___ Information supplied

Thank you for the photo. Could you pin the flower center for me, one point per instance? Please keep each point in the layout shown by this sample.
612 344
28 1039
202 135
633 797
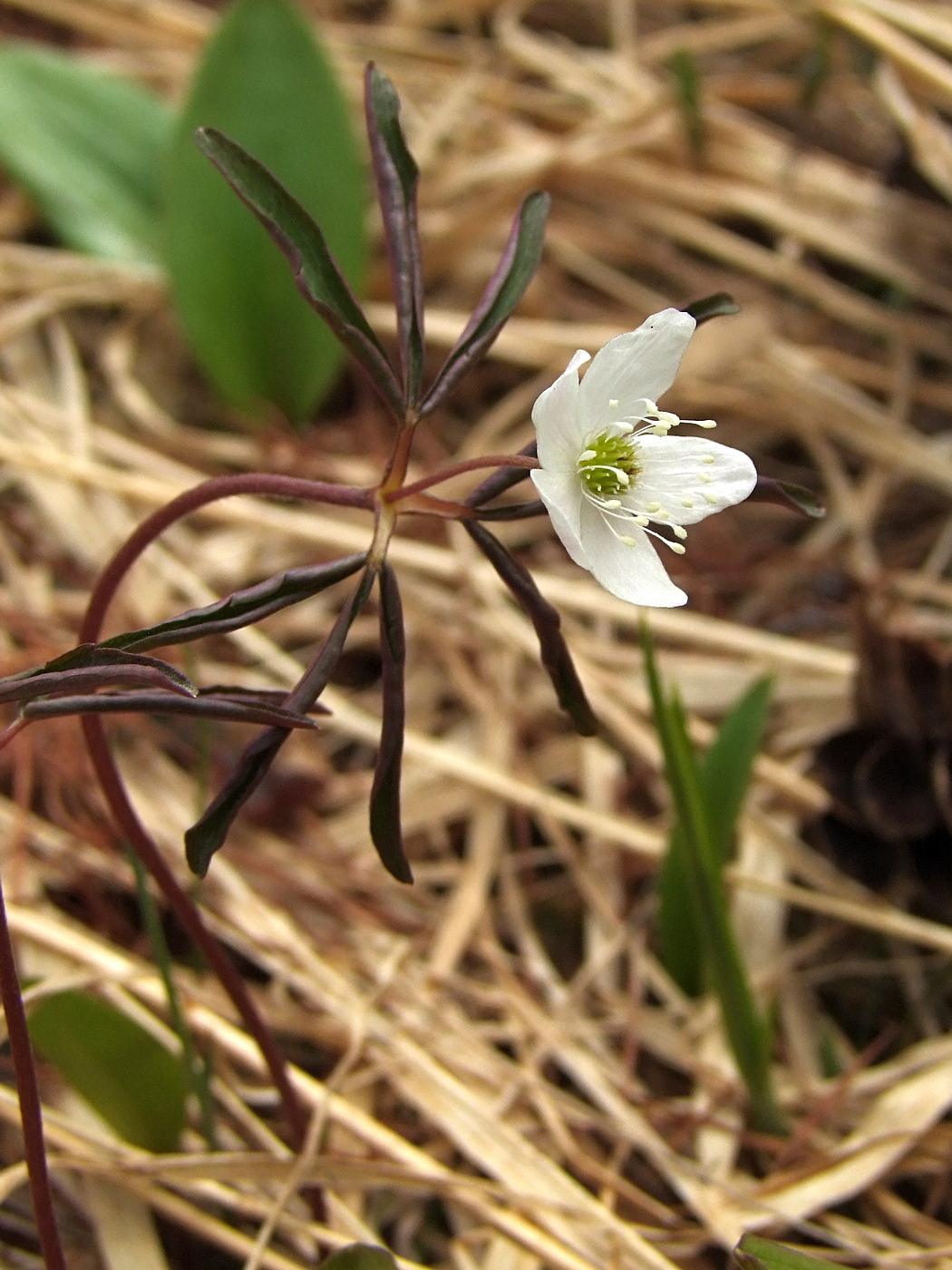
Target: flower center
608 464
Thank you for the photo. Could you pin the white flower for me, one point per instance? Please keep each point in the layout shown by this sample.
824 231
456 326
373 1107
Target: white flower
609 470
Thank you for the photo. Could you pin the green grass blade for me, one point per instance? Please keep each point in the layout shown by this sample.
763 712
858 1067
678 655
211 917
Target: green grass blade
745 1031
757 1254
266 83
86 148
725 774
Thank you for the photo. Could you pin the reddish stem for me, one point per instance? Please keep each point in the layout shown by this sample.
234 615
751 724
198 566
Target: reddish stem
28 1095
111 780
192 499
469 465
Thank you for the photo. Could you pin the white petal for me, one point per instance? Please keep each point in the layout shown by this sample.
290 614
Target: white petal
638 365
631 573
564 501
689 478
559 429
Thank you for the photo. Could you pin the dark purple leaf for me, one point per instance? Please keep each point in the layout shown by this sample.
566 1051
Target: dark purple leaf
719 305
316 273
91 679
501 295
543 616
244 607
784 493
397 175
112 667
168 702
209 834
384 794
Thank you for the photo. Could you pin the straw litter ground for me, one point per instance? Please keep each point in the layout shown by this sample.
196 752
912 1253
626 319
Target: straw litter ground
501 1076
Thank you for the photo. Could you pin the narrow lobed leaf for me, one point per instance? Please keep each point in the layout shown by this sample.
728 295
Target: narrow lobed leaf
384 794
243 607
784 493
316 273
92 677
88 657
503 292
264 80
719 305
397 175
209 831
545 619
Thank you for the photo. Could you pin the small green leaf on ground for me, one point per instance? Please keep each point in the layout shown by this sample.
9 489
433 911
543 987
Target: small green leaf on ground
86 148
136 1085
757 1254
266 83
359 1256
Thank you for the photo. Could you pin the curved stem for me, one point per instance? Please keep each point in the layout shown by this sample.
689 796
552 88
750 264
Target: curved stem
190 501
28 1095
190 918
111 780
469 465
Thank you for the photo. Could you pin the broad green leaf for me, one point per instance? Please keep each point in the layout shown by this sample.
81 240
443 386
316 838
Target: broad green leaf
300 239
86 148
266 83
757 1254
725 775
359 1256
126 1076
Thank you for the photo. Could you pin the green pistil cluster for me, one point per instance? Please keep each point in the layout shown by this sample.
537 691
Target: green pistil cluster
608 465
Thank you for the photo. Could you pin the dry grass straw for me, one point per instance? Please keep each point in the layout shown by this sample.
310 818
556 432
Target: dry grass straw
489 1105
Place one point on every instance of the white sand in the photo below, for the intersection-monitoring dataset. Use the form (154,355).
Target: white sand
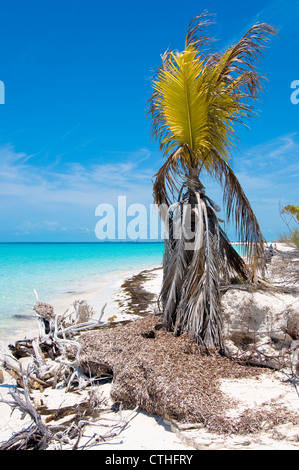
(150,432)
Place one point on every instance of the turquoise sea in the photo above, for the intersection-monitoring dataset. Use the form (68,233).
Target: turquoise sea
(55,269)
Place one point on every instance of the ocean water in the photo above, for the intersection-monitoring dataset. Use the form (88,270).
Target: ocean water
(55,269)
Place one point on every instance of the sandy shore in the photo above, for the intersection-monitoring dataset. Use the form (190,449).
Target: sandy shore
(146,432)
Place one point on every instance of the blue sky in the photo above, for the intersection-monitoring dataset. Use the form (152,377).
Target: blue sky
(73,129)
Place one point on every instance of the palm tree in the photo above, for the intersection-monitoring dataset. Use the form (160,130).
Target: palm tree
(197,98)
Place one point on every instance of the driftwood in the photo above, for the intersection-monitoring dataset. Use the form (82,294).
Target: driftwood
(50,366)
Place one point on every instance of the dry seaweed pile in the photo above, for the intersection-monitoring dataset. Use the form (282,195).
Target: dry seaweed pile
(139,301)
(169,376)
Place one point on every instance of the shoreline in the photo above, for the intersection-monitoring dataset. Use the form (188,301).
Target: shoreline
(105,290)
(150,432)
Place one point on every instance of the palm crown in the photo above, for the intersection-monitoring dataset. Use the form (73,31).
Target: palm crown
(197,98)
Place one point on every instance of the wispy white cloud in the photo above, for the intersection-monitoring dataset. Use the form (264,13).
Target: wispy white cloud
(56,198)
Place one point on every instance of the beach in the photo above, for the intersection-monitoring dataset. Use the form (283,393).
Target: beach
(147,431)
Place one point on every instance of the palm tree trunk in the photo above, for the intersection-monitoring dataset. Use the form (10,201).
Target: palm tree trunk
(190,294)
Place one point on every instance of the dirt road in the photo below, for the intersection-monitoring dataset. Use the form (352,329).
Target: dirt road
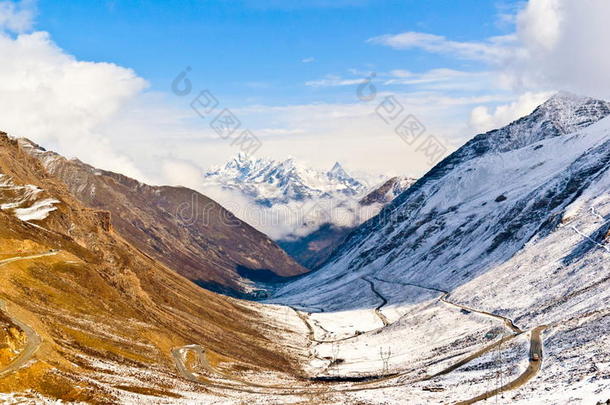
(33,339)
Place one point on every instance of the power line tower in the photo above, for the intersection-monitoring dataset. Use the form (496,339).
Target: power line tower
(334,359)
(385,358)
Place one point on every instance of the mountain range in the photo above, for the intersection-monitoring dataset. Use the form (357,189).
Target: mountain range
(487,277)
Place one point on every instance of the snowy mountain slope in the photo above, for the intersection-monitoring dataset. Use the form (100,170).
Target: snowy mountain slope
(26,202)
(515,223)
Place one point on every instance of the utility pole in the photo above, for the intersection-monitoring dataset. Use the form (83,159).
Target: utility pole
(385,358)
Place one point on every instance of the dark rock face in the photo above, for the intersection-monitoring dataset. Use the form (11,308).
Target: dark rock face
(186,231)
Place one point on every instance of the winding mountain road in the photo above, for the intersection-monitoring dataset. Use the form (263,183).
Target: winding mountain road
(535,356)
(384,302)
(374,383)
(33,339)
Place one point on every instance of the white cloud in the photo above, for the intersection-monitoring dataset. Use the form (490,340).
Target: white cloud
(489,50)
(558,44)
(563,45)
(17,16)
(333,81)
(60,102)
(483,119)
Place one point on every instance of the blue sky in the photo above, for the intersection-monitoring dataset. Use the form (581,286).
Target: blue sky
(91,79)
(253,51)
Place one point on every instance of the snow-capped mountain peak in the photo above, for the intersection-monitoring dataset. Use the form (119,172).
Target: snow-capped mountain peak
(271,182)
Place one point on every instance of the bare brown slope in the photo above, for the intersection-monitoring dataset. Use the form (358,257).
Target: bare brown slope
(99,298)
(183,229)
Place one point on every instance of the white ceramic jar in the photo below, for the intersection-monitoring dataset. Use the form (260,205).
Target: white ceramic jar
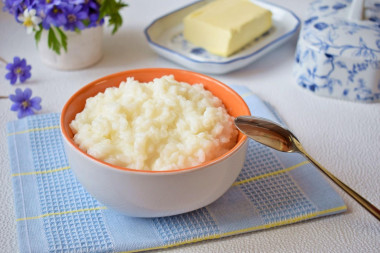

______

Action item — Some lines above contain the word "below". Copy each of them.

Answer for this exercise —
Place one point on every instance of the white sand in the photo below, for the intersection-monitoring dataset. Use the form (154,355).
Place one point on every instance of the dirt road in the photo below, for the intersection-monitoring dataset. Use the form (352,329).
Place one point on every instance of the white ceramic jar in the photo below, for the intersection-monitoring dataset. Use the form (260,205).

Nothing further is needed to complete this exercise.